:: Provided records ::

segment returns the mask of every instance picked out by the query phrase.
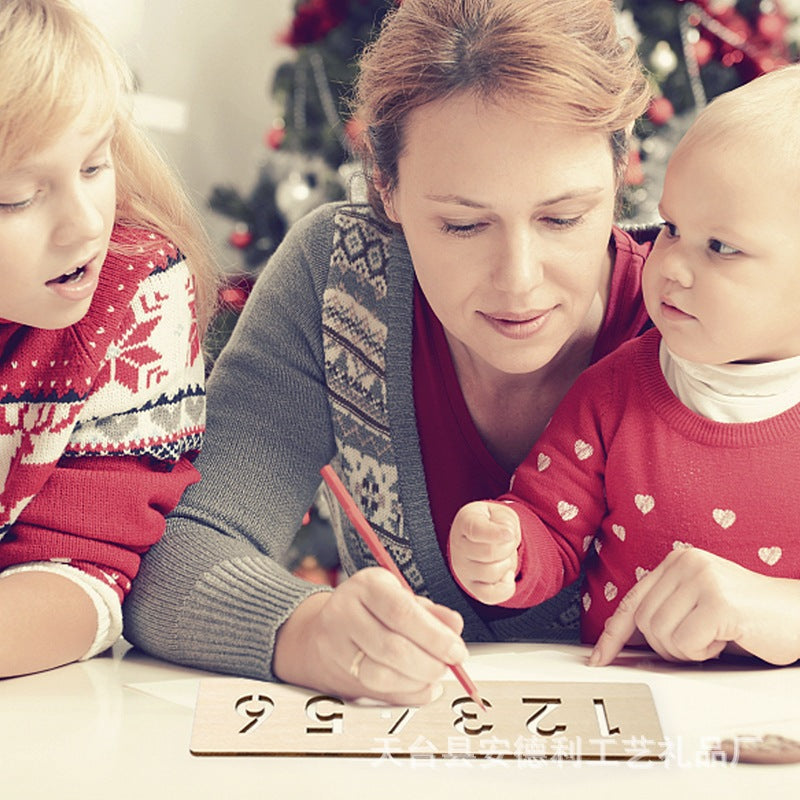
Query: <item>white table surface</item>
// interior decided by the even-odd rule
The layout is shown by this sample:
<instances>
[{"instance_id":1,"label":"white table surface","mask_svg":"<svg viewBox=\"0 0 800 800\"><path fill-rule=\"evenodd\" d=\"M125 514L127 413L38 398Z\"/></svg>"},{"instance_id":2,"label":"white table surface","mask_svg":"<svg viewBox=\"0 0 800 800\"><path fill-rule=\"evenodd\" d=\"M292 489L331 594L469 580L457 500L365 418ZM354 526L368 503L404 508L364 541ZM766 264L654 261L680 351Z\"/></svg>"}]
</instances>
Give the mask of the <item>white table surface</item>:
<instances>
[{"instance_id":1,"label":"white table surface","mask_svg":"<svg viewBox=\"0 0 800 800\"><path fill-rule=\"evenodd\" d=\"M671 666L628 652L585 666L588 649L475 645L481 680L635 681L650 685L673 753L663 763L197 757L189 752L198 681L215 677L119 642L92 661L0 680L0 798L763 798L800 796L800 764L710 760L735 735L800 739L800 666Z\"/></svg>"}]
</instances>

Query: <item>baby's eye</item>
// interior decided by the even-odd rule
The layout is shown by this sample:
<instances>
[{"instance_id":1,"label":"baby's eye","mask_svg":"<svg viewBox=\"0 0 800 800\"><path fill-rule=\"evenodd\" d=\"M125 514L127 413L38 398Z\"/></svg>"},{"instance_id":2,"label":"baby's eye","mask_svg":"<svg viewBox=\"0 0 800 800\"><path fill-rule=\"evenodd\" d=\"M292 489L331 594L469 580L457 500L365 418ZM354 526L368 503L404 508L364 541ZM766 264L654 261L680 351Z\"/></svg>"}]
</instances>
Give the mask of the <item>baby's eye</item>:
<instances>
[{"instance_id":1,"label":"baby's eye","mask_svg":"<svg viewBox=\"0 0 800 800\"><path fill-rule=\"evenodd\" d=\"M735 256L737 253L742 252L735 247L731 247L729 244L725 244L725 242L721 242L719 239L709 239L708 247L721 256Z\"/></svg>"},{"instance_id":2,"label":"baby's eye","mask_svg":"<svg viewBox=\"0 0 800 800\"><path fill-rule=\"evenodd\" d=\"M671 222L662 222L661 223L661 228L662 228L662 230L665 230L667 232L667 236L669 236L670 238L674 238L675 236L678 236L678 228L677 228L676 225L673 225Z\"/></svg>"}]
</instances>

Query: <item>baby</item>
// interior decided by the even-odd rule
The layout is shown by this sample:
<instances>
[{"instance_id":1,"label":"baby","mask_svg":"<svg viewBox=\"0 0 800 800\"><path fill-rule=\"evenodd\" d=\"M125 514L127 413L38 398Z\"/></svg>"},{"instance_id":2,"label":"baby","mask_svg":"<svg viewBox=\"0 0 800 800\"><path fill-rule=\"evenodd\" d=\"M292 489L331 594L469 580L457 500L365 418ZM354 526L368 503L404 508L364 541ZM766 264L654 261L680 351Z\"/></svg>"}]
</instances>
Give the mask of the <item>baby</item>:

:::

● The problem
Omit every image. Quote each record exactly.

● Expected answer
segment returns the mask of every instance picked out by the query phrase.
Query: <item>white table surface</item>
// interior decided by the even-odd rule
The layout is shown by this sample:
<instances>
[{"instance_id":1,"label":"white table surface","mask_svg":"<svg viewBox=\"0 0 800 800\"><path fill-rule=\"evenodd\" d=\"M125 514L127 413L38 398Z\"/></svg>"},{"instance_id":2,"label":"white table surface","mask_svg":"<svg viewBox=\"0 0 800 800\"><path fill-rule=\"evenodd\" d=\"M292 489L331 594L469 580L457 500L365 418ZM354 526L368 503L404 508L364 541ZM766 264L654 261L680 351Z\"/></svg>"}]
</instances>
Give the mask of the <item>white table surface</item>:
<instances>
[{"instance_id":1,"label":"white table surface","mask_svg":"<svg viewBox=\"0 0 800 800\"><path fill-rule=\"evenodd\" d=\"M671 666L628 652L585 666L588 649L475 645L481 680L635 681L650 685L673 753L663 763L197 757L189 752L198 681L215 677L119 642L92 661L0 680L0 798L763 798L800 796L800 764L710 760L735 735L800 739L800 666Z\"/></svg>"}]
</instances>

Query: <item>baby's eye</item>
// interior decided by the even-odd rule
The layout is shown by this sample:
<instances>
[{"instance_id":1,"label":"baby's eye","mask_svg":"<svg viewBox=\"0 0 800 800\"><path fill-rule=\"evenodd\" d=\"M125 514L127 413L38 398Z\"/></svg>"},{"instance_id":2,"label":"baby's eye","mask_svg":"<svg viewBox=\"0 0 800 800\"><path fill-rule=\"evenodd\" d=\"M292 489L331 594L469 580L457 500L365 418ZM354 526L368 503L404 508L364 541ZM766 264L654 261L680 351Z\"/></svg>"}]
</instances>
Give the mask of the <item>baby's eye</item>:
<instances>
[{"instance_id":1,"label":"baby's eye","mask_svg":"<svg viewBox=\"0 0 800 800\"><path fill-rule=\"evenodd\" d=\"M735 256L737 253L742 252L735 247L731 247L729 244L725 244L725 242L721 242L719 239L709 239L708 247L721 256Z\"/></svg>"},{"instance_id":2,"label":"baby's eye","mask_svg":"<svg viewBox=\"0 0 800 800\"><path fill-rule=\"evenodd\" d=\"M671 222L662 222L661 223L661 228L662 228L662 230L665 230L667 232L667 236L669 236L670 238L674 238L675 236L678 236L678 228L677 228L676 225L673 225Z\"/></svg>"}]
</instances>

Query: <item>baby</item>
// interior decided by the even-odd rule
The layout is shown by this sample:
<instances>
[{"instance_id":1,"label":"baby","mask_svg":"<svg viewBox=\"0 0 800 800\"><path fill-rule=\"evenodd\" d=\"M125 514L127 413L38 398Z\"/></svg>"},{"instance_id":2,"label":"baby","mask_svg":"<svg viewBox=\"0 0 800 800\"><path fill-rule=\"evenodd\" d=\"M292 489L331 594L469 580L457 500L365 418ZM354 526L368 503L404 508L364 541ZM766 264L654 261L680 351Z\"/></svg>"}]
</instances>
Give the mask of the <item>baby</item>:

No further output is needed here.